Exercise objective
Copy the rows below, replacing every "bounding box" with "box" and changing nothing else. Leave the pictures out.

** Begin Records for the exercise **

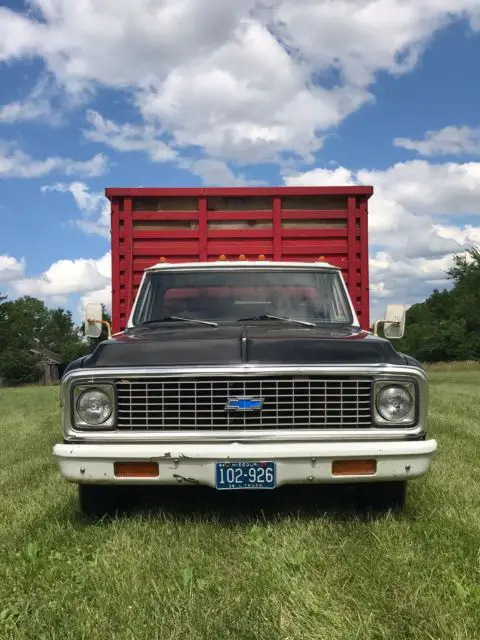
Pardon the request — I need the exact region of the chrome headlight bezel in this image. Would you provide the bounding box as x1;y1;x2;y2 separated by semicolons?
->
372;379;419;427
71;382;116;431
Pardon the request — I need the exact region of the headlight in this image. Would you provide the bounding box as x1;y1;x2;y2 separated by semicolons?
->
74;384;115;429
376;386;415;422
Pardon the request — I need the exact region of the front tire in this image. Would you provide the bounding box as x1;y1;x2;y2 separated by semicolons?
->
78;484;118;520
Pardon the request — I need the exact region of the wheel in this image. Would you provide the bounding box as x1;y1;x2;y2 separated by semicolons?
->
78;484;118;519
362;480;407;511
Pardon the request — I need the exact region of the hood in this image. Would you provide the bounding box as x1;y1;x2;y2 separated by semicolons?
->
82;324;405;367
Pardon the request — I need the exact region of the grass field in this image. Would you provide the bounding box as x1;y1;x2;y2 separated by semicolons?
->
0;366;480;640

** End Records for the exercise **

Task result
Pardon the request — I need the exact region of the chrome headlight bezel in this image. Would you provide the box as x1;y1;x2;y2 separated by semicolons?
->
372;379;419;427
71;382;116;431
Pardon the request — I need the exact region of the headlight in this image. Would you provide the box as x1;y1;x2;y2 separated by semicolons?
->
74;384;115;429
376;386;415;422
Pardon the request — I need the exact region of the front tire in this image. Would you provide the box as x1;y1;x2;y2 separated by semicolons?
->
78;484;118;520
Pardon the request — I need the exact region of the wheel in this image. Would you provide the box as x1;y1;x2;y2 separated by semicolons?
->
78;484;118;519
362;480;407;511
Pardon the request — I need the exact region of the hood in this image. Would you provide the box as x1;y1;x2;y2 separated by semicolons?
->
82;324;405;367
Pardon the request — I need the exact region of the grass field in this image. Would you provide the box as x1;y1;x2;y2 separated by semicolons?
->
0;366;480;640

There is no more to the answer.